▶ _Problem to solve_: Pull out each line below that contains the word "signboard", copying those lines in full.

▶ _Dataset excerpts_:
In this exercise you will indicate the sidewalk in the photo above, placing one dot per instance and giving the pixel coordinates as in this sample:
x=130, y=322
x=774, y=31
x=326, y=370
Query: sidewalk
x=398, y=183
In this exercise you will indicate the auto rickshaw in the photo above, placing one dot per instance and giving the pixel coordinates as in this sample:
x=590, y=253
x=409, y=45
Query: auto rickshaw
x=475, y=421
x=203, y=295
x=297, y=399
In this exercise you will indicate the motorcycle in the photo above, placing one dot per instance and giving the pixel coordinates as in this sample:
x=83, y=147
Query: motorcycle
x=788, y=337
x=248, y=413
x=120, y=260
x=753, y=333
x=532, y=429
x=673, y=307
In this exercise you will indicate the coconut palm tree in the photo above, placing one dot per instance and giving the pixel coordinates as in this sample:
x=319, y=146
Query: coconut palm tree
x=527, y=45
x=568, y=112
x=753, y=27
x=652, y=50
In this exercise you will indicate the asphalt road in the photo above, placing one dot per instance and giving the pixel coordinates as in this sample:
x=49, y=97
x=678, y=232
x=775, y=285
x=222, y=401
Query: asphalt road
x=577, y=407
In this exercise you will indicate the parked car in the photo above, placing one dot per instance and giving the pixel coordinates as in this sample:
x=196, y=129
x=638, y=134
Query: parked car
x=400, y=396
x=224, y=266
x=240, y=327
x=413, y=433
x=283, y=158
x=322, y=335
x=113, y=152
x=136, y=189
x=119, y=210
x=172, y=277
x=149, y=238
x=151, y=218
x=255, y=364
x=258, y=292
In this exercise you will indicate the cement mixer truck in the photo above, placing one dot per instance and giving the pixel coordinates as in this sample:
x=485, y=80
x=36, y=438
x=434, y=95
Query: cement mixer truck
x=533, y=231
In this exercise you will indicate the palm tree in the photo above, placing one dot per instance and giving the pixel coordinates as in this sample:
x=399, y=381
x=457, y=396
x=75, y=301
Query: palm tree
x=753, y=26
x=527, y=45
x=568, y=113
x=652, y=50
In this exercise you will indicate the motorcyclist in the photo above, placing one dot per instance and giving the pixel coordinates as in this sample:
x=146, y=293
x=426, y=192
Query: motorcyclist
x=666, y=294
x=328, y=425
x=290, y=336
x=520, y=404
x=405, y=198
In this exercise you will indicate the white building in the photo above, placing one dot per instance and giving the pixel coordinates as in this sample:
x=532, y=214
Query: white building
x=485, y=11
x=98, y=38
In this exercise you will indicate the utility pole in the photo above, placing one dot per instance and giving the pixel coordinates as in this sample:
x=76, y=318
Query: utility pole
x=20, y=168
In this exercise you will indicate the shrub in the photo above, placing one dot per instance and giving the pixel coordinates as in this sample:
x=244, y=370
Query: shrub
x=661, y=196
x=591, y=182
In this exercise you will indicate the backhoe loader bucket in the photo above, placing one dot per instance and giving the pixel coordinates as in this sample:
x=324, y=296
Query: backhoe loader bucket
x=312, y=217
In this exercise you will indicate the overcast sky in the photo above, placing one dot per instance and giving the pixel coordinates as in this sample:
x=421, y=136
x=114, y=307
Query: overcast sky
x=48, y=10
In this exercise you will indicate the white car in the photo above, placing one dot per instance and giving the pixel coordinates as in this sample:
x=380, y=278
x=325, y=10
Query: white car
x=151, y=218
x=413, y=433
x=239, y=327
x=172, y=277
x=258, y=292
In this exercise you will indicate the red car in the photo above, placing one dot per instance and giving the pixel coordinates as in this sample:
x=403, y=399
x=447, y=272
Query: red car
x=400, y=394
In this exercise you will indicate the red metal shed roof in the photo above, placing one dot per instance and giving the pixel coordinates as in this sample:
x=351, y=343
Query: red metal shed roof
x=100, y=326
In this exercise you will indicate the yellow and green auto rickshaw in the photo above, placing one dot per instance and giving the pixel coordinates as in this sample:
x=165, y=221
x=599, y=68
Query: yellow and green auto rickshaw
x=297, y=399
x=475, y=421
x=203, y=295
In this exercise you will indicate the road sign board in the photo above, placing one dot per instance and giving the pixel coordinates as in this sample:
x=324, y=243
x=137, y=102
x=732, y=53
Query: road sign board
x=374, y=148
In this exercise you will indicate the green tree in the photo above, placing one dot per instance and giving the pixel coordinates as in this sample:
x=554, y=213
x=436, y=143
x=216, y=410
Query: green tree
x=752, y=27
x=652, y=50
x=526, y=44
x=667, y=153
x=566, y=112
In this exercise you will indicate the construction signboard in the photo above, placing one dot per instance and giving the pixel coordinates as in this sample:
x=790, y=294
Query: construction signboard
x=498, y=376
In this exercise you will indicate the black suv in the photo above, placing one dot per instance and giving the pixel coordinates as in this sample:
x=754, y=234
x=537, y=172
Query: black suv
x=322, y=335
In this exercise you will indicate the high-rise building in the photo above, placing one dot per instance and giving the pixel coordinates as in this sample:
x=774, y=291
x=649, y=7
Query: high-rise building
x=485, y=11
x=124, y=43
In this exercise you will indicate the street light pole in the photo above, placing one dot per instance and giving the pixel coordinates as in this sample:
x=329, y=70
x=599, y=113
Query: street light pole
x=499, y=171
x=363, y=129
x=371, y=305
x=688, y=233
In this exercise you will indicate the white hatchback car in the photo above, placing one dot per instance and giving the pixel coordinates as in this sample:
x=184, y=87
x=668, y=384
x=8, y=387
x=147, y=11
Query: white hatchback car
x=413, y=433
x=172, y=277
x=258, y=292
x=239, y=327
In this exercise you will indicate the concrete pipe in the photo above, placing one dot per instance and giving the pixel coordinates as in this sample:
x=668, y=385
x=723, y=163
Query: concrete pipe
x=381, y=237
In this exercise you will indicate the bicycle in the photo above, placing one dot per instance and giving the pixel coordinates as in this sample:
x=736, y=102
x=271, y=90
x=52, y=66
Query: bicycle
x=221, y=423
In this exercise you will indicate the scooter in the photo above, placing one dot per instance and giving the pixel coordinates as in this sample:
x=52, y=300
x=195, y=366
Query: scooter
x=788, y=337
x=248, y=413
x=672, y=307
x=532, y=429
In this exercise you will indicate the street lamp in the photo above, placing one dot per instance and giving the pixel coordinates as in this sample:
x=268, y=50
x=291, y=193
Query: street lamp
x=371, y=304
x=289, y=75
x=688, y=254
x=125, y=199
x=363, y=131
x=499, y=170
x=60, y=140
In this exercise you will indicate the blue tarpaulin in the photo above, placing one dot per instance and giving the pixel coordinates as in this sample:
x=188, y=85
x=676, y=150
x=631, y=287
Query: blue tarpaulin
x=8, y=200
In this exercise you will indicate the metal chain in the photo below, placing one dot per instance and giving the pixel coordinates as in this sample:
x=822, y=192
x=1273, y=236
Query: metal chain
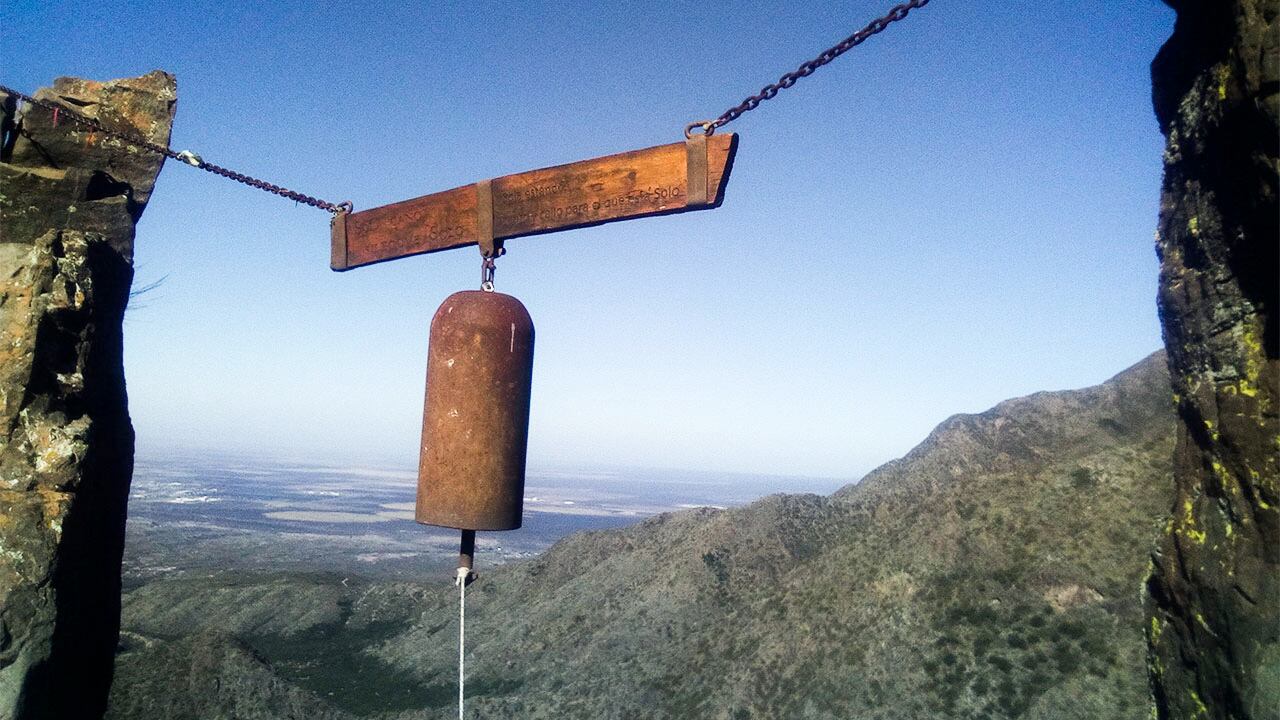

▶ _Task answer_:
In this exercise you will indicate the construction signboard in the photo above, placing one dot per instance and giving the pixel coordinates as in this sample:
Query: construction signboard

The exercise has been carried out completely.